[DATASET RECORDS — start]

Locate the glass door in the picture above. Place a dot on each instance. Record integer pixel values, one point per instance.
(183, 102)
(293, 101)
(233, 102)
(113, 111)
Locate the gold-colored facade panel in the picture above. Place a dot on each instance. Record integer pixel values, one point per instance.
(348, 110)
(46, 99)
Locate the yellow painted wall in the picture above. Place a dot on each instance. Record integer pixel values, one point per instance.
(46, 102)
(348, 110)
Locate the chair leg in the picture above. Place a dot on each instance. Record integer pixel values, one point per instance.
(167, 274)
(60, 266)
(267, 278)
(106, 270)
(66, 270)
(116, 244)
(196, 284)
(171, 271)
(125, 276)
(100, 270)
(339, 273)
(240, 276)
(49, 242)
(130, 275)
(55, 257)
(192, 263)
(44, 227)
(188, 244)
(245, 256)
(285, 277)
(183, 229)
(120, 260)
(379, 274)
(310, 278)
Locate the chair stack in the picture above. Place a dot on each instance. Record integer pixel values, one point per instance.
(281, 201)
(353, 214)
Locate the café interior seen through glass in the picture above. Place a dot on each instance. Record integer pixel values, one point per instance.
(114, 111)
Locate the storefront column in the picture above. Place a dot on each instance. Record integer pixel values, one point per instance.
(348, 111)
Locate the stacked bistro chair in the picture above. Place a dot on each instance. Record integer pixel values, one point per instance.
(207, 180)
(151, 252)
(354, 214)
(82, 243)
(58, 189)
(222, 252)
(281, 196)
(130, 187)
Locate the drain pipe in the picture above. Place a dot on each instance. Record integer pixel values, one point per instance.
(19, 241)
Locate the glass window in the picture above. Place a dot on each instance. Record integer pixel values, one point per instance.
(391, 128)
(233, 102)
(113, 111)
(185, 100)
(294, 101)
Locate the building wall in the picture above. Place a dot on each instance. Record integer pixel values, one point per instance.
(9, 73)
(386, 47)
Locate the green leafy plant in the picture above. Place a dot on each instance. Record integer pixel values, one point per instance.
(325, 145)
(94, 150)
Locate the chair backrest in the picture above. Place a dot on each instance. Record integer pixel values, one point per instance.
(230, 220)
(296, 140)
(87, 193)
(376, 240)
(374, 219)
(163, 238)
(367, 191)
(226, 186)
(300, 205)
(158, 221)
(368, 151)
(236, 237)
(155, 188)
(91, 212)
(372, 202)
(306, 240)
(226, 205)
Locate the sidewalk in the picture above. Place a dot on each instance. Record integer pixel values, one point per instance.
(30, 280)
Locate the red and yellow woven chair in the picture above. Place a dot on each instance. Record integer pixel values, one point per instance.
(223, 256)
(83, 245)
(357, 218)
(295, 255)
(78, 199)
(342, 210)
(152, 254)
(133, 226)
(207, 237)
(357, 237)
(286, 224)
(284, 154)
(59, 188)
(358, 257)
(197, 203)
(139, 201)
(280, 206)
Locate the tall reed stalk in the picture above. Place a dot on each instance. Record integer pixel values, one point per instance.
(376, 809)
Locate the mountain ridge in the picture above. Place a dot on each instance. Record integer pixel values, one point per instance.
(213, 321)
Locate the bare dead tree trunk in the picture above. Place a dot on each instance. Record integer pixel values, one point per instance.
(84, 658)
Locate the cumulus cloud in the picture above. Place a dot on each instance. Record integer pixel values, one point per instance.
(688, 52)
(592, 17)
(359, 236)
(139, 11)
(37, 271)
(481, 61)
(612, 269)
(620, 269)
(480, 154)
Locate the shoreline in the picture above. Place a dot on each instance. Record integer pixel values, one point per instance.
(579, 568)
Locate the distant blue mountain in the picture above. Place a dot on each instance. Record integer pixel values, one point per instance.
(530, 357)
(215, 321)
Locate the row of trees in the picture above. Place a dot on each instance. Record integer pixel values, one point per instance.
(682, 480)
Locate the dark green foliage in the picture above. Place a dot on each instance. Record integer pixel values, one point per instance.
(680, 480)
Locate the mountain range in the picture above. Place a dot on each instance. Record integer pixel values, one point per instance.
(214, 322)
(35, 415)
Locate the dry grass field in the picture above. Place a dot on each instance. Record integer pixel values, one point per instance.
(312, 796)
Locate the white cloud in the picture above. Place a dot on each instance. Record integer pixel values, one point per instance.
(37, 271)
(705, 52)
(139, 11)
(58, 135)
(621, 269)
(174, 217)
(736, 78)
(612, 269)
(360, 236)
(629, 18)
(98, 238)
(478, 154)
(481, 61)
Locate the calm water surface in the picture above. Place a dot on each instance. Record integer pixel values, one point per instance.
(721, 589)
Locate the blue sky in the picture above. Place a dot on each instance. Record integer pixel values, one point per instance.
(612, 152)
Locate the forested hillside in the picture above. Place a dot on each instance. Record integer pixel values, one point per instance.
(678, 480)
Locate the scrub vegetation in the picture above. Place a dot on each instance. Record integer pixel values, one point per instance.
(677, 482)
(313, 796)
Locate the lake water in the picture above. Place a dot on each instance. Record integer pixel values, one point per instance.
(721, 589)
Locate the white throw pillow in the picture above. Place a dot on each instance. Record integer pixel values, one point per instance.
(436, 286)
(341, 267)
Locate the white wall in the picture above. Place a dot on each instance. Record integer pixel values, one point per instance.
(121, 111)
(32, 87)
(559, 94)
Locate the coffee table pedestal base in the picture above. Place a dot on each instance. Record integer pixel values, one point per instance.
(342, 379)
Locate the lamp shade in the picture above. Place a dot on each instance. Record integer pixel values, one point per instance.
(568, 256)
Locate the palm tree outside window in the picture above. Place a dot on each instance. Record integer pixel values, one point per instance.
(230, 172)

[DATASET RECORDS — finish]

Print the material once more, keeping every word as it is.

RESULT OF THIS EXERCISE
Locate the glass door in the picture above. Place a dot on each instance. Record integer pixel values, one point per instance.
(183, 102)
(293, 101)
(233, 102)
(113, 111)
Locate the gold-colored facade panel in the picture above. Place a dot on each instance. Record integer pixel values, one point per instance.
(348, 110)
(46, 99)
Locate the yellow painted wall in the picture above. Place a dot on each instance. Record integer pixel values, one point per instance.
(46, 102)
(348, 110)
Locate the chair leg in the picture above. Place a dot on each instance. Record integer pixel values, one point per instance.
(167, 274)
(60, 266)
(267, 278)
(106, 270)
(66, 270)
(116, 244)
(196, 284)
(171, 271)
(125, 276)
(100, 270)
(339, 273)
(240, 276)
(49, 242)
(130, 275)
(55, 257)
(192, 263)
(44, 227)
(188, 244)
(245, 256)
(285, 277)
(183, 229)
(120, 260)
(379, 274)
(310, 278)
Locate the chair stack in the picture above. Place a dot on each instance. Record integer pixel values, one point per instance.
(281, 201)
(353, 214)
Locate the café interior seen through glass in the picture above. Place a dot on each instance. Record integer pixel values, one point per instance.
(114, 111)
Locate the storefront column in the picture above. Place a dot on each instance. Record integer pixel values, one point per instance.
(348, 111)
Locate the stacked bistro chair in the picture above. Place a dot on each instance. Record integer pixel values, one point per instance.
(207, 180)
(151, 252)
(354, 214)
(82, 243)
(58, 189)
(222, 252)
(281, 196)
(130, 187)
Locate the drain pipe in the picture above. Place a dot on each instance. Record integer pixel values, one point per instance.
(19, 241)
Locate the glass window in the picture above. Place a dot on each instance. Record integer pixel values, one point per instance.
(391, 128)
(233, 102)
(113, 111)
(185, 100)
(294, 101)
Locate the building wall in the picture above. Place a dot on each instance. Record integer pixel values, one point per instance.
(9, 73)
(386, 47)
Locate the green leafy plant in the picture above. Place a dot on each instance. Record integer pixel values, one point per instance.
(325, 145)
(94, 150)
Locate the chair backrest in the picture above. Place a dot on each instance. Record integer pixel values, one point per instance.
(230, 220)
(296, 140)
(87, 193)
(376, 240)
(374, 219)
(163, 238)
(367, 191)
(226, 186)
(300, 205)
(158, 221)
(368, 151)
(236, 237)
(155, 188)
(91, 212)
(372, 202)
(306, 240)
(226, 205)
Locate the sidewalk in the picture above. Place a dot on each instance. Record integer pixel values, one point per instance.
(30, 280)
Locate the red and yellow woven chair in the picture above. Place a dot on each instance. Record integer pixel values, one point per instance.
(223, 256)
(83, 245)
(357, 218)
(295, 255)
(78, 199)
(342, 210)
(152, 254)
(133, 226)
(207, 237)
(357, 237)
(286, 224)
(284, 154)
(59, 188)
(358, 257)
(197, 203)
(139, 201)
(280, 206)
Locate the tall reed stalk in the picture above. Place a dot on each instance. Record integer pixel values, one point per instance.
(376, 809)
Locate the mountain ridge in the picture above. Place a dot on each instance. Record integer pixel values, one point per instance.
(213, 321)
Locate the bare dead tree trunk in the picture above. Place a dot on each instance. Record integer pixel values, one point per instance.
(84, 658)
Locate the cumulus cloud in the picture above. Place a dot on each instance. Record integer pixel values, one point per instance.
(688, 52)
(592, 17)
(359, 236)
(139, 11)
(37, 271)
(481, 61)
(612, 269)
(620, 269)
(480, 154)
Locate the shoreline in the picture above. Place a dot on each instance. Record integer pixel values, one point per instance.
(579, 568)
Locate the distant blue mountain in the picture above. Place a dot on each instance. Record integer pixel values, one point per instance.
(530, 357)
(215, 321)
Locate the row of trees in the picture above. Place a dot on each instance. Record integer pixel values, one point per instance.
(682, 480)
Locate the dark green foliage in the picture above. Place a dot on each instance. Record integer pixel values, one point per instance.
(680, 480)
Locate the mountain range in the picture above. Place a dot on each instance. Record integer pixel values, one point per instance.
(214, 322)
(35, 415)
Locate the dry grass field in the picture above. Place a dot on each instance. Record integer pixel values, one point per instance.
(312, 796)
Locate the white cloud in the picture above. Place a dot on each instance. Record integer pixel values, one point per instance.
(37, 271)
(705, 52)
(139, 11)
(58, 135)
(621, 269)
(174, 217)
(736, 78)
(612, 269)
(360, 236)
(629, 18)
(98, 238)
(478, 154)
(481, 61)
Locate the calm water surface in the picture above. Place a dot on each instance. Record integer pixel values, one point per instance.
(721, 589)
Locate the blue sky in the picture above. Place a dot on each instance. Record integer pixel values, one point per instance.
(612, 152)
Locate the forested hillside in the picture above. Place a dot on each instance. Record integer pixel values, one point per instance.
(678, 480)
Locate the scrub vegetation in the picture above. Place a dot on each instance. Record integer pixel values, one point per instance.
(677, 482)
(313, 796)
Locate the lake water in the picture above. Place a dot on each instance. Record integer pixel values, one point per instance.
(721, 589)
Locate the white throw pillow in the picture above. Place a dot on each instance. Record integer pixel values, one point per instance.
(436, 286)
(341, 267)
Locate the white wall in the picture above. Place a dot on each instance. Record integer pixel values, one point per instance.
(121, 111)
(32, 87)
(559, 94)
Locate the coffee table pedestal base in the picture above. Place a dot on each instance. Record integer pixel values, one point per instance.
(342, 379)
Locate the lamp shade in the picture above. Place a dot on each instance. Record integer pixel values, one point per instance.
(568, 256)
Locate the palm tree outside window in the picture above. Place a dot on each instance. Record integer pixel values, one point per instance.
(230, 172)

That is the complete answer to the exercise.